**PROMPT:** Give the number of lines containing "wall" in this listing, with no other words.

**DATA RECORDS:**
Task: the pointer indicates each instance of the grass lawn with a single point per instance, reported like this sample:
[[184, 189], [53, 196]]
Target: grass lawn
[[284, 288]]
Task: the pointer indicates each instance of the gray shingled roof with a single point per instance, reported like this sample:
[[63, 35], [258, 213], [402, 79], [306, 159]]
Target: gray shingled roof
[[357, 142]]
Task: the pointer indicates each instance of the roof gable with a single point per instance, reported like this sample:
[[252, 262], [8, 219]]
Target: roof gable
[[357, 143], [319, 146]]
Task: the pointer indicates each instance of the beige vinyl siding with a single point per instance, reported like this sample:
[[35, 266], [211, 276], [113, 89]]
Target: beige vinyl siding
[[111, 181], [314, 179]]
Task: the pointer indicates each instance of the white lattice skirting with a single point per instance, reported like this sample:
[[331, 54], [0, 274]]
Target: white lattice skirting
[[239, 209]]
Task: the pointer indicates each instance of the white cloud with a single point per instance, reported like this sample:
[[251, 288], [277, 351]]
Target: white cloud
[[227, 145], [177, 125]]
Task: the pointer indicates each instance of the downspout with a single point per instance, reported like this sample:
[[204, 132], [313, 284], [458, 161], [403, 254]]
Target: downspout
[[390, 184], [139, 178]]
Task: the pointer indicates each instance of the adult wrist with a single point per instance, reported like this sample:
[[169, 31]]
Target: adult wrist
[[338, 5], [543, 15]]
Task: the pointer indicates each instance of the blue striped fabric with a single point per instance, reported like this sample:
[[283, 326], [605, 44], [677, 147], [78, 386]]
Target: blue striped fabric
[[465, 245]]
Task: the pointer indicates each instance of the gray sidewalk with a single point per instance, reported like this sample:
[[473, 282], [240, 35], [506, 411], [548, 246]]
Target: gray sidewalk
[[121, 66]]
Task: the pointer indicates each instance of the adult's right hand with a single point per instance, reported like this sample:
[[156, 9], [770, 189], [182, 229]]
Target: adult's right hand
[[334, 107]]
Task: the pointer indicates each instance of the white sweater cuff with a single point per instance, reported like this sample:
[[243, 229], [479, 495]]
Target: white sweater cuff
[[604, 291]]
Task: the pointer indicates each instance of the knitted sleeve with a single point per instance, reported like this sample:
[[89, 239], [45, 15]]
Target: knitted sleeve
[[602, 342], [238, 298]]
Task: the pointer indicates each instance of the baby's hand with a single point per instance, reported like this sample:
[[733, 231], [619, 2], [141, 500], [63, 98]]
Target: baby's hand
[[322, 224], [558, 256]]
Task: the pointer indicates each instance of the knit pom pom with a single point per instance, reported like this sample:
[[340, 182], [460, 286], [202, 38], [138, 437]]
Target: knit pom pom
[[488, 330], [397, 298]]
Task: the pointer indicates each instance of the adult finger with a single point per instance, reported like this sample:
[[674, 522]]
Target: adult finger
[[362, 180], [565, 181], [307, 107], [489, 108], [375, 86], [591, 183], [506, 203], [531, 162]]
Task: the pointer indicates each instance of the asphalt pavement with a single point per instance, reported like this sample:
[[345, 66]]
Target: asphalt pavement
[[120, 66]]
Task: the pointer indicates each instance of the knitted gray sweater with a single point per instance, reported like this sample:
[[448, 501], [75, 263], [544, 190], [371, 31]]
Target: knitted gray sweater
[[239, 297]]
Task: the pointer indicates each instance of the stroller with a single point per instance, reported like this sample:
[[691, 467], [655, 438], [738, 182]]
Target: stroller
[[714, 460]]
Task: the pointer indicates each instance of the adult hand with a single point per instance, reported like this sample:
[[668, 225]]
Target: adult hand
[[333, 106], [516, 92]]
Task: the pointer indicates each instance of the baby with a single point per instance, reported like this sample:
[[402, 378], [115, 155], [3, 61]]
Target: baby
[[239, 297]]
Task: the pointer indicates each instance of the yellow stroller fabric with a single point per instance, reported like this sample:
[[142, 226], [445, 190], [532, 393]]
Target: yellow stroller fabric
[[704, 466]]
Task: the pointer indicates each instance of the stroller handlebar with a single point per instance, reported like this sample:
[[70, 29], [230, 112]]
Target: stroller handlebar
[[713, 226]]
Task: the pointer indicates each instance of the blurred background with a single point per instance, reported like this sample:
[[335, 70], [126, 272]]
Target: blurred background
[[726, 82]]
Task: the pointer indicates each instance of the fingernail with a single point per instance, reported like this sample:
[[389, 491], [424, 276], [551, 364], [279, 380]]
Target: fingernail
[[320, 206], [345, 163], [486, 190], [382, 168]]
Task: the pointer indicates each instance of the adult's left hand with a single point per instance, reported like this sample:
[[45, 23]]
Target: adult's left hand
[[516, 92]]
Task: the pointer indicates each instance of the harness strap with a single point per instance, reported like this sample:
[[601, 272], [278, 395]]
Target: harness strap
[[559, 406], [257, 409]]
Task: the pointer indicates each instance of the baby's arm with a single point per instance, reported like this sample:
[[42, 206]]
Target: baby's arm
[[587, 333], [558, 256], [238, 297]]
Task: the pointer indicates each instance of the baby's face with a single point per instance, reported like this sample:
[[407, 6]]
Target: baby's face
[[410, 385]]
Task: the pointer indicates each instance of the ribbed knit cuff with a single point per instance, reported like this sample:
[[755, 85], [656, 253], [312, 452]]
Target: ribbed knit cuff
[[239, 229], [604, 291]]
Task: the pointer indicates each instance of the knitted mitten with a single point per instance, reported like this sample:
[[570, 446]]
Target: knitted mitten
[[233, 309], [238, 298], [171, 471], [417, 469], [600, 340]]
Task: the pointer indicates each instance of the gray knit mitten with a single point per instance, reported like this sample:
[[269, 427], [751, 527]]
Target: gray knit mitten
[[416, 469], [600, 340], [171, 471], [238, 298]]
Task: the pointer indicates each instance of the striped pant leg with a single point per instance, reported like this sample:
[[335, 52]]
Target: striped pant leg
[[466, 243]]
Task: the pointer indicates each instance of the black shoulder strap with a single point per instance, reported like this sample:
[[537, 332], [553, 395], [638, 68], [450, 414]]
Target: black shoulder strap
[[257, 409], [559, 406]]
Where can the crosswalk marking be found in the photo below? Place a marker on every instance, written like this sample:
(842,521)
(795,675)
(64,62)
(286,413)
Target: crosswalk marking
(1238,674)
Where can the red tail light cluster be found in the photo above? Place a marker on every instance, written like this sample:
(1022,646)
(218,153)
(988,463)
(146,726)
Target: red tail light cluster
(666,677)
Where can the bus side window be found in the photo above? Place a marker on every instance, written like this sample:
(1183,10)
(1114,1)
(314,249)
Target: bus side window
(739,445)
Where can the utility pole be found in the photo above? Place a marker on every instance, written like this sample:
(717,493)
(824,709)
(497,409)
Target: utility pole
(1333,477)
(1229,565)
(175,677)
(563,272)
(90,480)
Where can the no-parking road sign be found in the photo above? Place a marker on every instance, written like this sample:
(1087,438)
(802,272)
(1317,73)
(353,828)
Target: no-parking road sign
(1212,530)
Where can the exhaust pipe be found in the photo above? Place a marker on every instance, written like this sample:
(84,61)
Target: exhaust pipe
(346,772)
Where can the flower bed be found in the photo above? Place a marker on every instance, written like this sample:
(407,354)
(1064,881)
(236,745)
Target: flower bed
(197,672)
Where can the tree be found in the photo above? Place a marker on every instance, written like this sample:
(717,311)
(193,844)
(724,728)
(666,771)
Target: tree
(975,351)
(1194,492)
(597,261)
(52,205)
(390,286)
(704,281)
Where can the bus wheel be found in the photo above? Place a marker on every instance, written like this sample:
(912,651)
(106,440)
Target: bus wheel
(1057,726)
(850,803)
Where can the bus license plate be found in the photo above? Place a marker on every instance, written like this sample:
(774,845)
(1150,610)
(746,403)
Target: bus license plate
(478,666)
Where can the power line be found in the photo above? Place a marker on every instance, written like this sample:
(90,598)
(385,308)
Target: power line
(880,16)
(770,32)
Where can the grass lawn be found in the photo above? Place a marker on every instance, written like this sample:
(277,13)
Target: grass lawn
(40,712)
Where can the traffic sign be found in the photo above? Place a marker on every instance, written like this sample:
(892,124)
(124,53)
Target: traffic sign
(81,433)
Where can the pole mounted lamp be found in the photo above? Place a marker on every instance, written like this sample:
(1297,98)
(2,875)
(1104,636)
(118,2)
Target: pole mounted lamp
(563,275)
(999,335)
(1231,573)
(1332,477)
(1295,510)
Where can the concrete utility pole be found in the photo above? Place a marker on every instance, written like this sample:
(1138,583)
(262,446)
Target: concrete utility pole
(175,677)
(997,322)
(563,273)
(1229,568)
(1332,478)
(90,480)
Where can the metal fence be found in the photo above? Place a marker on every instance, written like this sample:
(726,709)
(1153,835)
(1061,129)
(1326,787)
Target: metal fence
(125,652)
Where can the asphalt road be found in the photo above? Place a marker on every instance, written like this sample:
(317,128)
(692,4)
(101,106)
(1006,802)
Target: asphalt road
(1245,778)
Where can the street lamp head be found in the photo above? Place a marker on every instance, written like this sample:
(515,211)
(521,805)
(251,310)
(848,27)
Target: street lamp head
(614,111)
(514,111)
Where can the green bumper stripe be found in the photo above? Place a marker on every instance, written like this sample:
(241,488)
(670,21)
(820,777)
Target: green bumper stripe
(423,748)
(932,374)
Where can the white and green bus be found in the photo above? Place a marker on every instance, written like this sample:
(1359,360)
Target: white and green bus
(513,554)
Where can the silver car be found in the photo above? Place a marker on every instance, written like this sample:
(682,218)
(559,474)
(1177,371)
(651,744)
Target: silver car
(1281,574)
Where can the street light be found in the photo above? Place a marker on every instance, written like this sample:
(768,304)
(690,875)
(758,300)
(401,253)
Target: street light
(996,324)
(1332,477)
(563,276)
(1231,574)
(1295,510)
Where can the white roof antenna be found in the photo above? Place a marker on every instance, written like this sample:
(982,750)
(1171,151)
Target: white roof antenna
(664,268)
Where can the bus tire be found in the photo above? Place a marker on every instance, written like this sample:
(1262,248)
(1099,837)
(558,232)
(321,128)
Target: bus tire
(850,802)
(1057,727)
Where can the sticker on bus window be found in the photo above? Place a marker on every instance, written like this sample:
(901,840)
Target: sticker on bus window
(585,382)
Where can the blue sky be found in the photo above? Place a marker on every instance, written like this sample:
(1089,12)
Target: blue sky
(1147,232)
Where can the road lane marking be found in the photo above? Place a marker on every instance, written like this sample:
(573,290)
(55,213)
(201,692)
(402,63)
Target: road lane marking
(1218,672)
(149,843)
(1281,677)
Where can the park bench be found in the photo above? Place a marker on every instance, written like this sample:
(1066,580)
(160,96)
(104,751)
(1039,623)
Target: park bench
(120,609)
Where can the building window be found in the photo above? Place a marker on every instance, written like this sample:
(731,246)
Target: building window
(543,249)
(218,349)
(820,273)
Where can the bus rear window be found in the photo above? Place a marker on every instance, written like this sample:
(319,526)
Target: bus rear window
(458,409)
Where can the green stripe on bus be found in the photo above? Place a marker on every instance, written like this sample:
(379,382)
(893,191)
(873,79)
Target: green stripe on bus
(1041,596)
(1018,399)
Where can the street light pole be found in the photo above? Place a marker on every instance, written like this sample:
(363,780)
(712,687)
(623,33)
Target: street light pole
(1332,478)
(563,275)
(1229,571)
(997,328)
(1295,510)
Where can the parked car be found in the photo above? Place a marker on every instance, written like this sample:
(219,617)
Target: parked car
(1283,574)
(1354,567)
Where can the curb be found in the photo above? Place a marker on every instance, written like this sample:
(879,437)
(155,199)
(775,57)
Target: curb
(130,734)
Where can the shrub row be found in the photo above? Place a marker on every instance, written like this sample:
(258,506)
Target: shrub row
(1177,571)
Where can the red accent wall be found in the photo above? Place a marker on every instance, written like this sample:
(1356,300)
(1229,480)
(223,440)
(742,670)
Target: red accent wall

**EXPECTED OUTPUT:** 2